Description of the task
The records below need to be printed in full. Keep each one exact.

=== Section Start ===

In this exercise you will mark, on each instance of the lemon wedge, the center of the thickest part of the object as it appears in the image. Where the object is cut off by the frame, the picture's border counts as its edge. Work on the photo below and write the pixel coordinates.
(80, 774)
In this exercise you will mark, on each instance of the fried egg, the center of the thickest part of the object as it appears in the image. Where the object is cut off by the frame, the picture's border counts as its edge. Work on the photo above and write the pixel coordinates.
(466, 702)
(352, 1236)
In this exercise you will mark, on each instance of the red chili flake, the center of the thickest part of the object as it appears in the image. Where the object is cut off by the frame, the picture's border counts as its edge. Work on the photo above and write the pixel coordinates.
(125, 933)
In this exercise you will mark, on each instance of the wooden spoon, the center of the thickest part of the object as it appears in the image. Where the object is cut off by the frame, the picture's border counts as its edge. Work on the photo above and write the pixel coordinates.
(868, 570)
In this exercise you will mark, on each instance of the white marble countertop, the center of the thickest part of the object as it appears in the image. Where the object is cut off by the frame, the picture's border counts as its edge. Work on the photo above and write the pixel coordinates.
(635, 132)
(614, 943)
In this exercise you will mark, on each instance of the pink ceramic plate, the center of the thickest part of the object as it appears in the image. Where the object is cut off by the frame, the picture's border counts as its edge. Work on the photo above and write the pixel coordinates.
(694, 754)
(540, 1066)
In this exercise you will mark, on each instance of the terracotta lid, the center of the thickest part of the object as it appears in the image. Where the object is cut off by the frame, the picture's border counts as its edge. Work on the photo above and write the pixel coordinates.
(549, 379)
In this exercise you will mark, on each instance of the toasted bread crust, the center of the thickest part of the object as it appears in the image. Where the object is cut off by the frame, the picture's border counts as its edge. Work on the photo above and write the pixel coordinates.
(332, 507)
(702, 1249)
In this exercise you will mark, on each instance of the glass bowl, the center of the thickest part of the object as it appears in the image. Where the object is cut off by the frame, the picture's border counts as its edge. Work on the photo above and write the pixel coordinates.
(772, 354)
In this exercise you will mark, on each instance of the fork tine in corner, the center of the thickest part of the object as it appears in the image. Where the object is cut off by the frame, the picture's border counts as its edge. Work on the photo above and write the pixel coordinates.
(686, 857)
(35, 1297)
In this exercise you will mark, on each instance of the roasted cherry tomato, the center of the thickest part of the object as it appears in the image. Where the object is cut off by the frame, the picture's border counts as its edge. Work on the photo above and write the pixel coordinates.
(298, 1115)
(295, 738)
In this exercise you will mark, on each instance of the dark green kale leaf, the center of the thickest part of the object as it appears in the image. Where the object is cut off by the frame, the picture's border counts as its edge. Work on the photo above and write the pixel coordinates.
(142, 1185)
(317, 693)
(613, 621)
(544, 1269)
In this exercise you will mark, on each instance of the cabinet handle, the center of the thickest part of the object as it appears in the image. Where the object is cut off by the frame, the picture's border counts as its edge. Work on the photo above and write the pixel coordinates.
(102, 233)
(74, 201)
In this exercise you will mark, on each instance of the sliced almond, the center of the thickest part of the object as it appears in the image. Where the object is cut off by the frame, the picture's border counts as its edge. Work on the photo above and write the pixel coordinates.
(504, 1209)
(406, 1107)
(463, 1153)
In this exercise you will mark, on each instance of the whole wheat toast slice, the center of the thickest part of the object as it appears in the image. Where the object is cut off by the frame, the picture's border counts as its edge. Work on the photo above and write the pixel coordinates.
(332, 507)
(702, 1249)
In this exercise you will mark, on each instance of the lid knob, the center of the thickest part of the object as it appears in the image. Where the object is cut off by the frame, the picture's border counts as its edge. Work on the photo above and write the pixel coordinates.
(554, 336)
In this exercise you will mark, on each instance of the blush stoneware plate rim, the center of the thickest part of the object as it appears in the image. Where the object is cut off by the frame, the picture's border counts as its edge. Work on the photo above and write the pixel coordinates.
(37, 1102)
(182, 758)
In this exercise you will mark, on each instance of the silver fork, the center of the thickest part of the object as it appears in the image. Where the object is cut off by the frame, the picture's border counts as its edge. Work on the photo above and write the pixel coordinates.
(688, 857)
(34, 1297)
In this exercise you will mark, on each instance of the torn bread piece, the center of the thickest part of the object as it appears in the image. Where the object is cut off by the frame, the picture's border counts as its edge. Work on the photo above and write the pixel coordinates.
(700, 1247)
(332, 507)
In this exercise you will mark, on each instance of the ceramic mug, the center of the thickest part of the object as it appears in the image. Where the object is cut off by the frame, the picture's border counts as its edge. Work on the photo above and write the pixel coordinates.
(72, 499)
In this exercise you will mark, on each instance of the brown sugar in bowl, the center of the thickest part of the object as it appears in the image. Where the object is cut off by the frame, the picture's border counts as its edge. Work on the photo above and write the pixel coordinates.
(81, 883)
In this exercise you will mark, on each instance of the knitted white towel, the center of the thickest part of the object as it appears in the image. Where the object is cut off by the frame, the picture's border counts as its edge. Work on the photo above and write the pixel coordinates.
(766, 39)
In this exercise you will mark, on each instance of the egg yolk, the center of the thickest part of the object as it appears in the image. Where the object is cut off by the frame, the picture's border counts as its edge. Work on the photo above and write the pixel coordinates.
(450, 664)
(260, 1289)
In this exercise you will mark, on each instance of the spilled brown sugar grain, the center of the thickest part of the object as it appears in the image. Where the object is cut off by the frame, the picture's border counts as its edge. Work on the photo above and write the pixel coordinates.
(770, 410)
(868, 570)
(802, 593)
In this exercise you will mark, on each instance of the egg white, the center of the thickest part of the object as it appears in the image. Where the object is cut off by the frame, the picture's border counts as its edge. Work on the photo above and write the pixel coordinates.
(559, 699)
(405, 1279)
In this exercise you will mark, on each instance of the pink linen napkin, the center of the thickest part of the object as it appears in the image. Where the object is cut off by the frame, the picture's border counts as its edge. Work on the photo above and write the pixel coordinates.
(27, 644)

=== Section End ===

Response to this exercise
In this exercise you will mark, on each instance of the lemon wedge, the center of the thickest part of the object as it appears in the image. Where the object is cut off by the frame, the picture's border counts as its edge. Work on the photo below and write the pixel coordinates.
(80, 774)
In this exercise you will mark, on each instance of the fried egg, the center of the thickest part of the object as it appears in the image. Where the object is cut off by the frame, the picture's border counts as its edge. Work on the photo above and write the pixel coordinates.
(466, 702)
(352, 1236)
In this exercise you will mark, on each instance of the red chili flake, the center of the thickest part of the object as it appears in the image. Where the object is cut off by the frame, the picture's border counts as its edge. Work on the photo above and write the pixel coordinates.
(125, 933)
In this exercise you will mark, on each instance of the wooden spoon, the center of the thickest part of the object as it appears in the image. Where the object is cut off by the frame, the picture's border counts as its edge. Work on the photo above and write the pixel coordinates.
(868, 570)
In this exercise you will mark, on each instance of the white marble countertop, the center of the thickest part of the object as it appears in the image. Where the object is cut off by the frame, the picture's border counts as its edge. Work on the photo above and write the pixel coordinates.
(635, 132)
(614, 943)
In this exercise you will mark, on each instance of the pink ceramic plate, the center of the thickest part of the object as it appears in the image. Where the object is cut off by the frame, the picture's border counts as its edge. Work on the photo above and write the pixel coordinates.
(694, 754)
(540, 1066)
In this exercise you will mark, on each instance of the terracotta lid, the center of the thickest part of the object as it appears in the image. Where the object is cut off by the frame, the picture's border counts as its edge. Work on the photo above and write the pixel coordinates.
(549, 379)
In this exercise you will mark, on each instance of the toasted bread crust, the center of the thickest part of the object as it appears in the image. Where the object is cut off by the frame, the picture's border counts as its edge. Work on the photo above and write the pixel coordinates.
(332, 507)
(702, 1249)
In this exercise you will mark, on each instance of the glass bowl, the center of the thickest part of the object as it appears in the image. Where the object is cut off by the frame, the picture's border counts as its edge. Work on the photo above and write the pixel coordinates.
(772, 354)
In this exercise you will mark, on each instance of the fork tine in corner, the center of the thickest part of the object as it appears in the image. Where the object is cut off by the frame, the picture's border counts as its edge. Work on the photo above and write the pixel coordinates.
(686, 857)
(35, 1297)
In this exercise you will mark, on each instance of the roasted cherry tomato, the center of the thickest part of the object as it appears in the image. Where the object is cut off by the frame, the picture's border counts as its edge. Work on the photo above and write the pixel coordinates.
(298, 1115)
(295, 738)
In this exercise you will mark, on each instance of the dark green kale leaf, the center of the thickest part of the object as it appears in the image. Where the object is cut off by the frame, the picture's border counts as its edge. Work on the photo above and write the pixel coordinates.
(142, 1185)
(317, 693)
(613, 621)
(544, 1269)
In this exercise you will mark, on each instance of the cabinet handle, the center of the thickest part of the object as it appears in the image. Where the object is cut off by the frame, the picture's border counts as its edge. Work on the photo above and write the pixel coordinates.
(102, 233)
(74, 201)
In this exercise you will mark, on each instance of the sliced almond, the center of the thickest part of the object as it appears in the image. Where the object is cut off by the frame, the picture's border counts as its edge. Work on the photo above and write the pixel coordinates.
(504, 1209)
(406, 1107)
(463, 1153)
In this exercise you will mark, on each instance of the whole wheat toast slice, the center of the thickest part of the object as it appears in the image. Where the object is cut off by the frame, the picture's border counts as its edge. Work on the photo above and write the pixel coordinates.
(332, 507)
(702, 1249)
In this exercise you will mark, on each instance of the lid knob, the center of the thickest part of the object as it appears in the image. Where the object is cut off by the frame, the picture's border counts as its edge. Work on the photo above and write the pixel coordinates.
(554, 336)
In this exercise you will mark, on each instance of the blush stoneware plate rim, the center of the thickest part of the object as it appears in the image. Where the object is cut off by the frame, the picture's border counts as its edge. Work on the photo above and write the pixel coordinates.
(37, 1102)
(182, 758)
In this exercise you will mark, on each instance of the silver fork, the center of the thickest part of the object as it appears in the image. Where the object is cut off by the frame, the picture's border counts as its edge. Work on the photo above and write the pixel coordinates.
(688, 857)
(34, 1297)
In this exercise you will mark, on each instance of the torn bread piece, the center of the thickest part of the object as it appears in the image. Where the object is cut off by the frame, the picture's border counts as its edge. Work on the photo above and write the pixel coordinates.
(700, 1247)
(332, 507)
In this exercise you will mark, on each instance of the ceramic mug, the center of the thickest part of the object as it appears in the image. Where the object is cut off by the frame, the picture's border counts as its edge. Work on the photo above and write the pixel coordinates.
(72, 499)
In this exercise you will mark, on each instance of the brown sugar in bowl, the center of the thickest part of the object as it appears in the image. Where the object is cut off by the frame, the picture's border counts as its edge. Work on the photo above and write the pixel coordinates.
(81, 883)
In this exercise you will mark, on each instance of the knitted white towel, the center of the thickest part of the object as it appears in the image. Where the object is cut off by the frame, the picture's border counts as its edge. Work on the photo above and write the pixel coordinates.
(766, 39)
In this exercise you will mark, on each instance of the egg yolk, the center of the thickest part of the object as it appears in the image. Where the object is cut off by the frame, the picture's border counts as its edge. Work on the photo above and write the pixel coordinates.
(450, 664)
(260, 1289)
In this exercise you will mark, on each instance of the spilled brown sugar grain, the center of the thickest part of the object as it appears in the image. Where the object is cut off by the frame, the picture's border counts as its edge. Work on the photo above and write the pixel coordinates.
(770, 410)
(868, 570)
(802, 593)
In this exercise you will mark, on each instance of the egg white, the center of the thickest part of the object as it appears in the image. Where the object is cut off by the frame, the picture's border counts as its edge. Work on the photo above and write the pixel coordinates.
(559, 699)
(405, 1279)
In this exercise you will mark, on each instance of the pink linen napkin, the center of the thickest part of the object as it appears in the image. Where the object is cut off by the frame, the picture's border counts as its edge. Work on the photo above and write the pixel coordinates.
(27, 644)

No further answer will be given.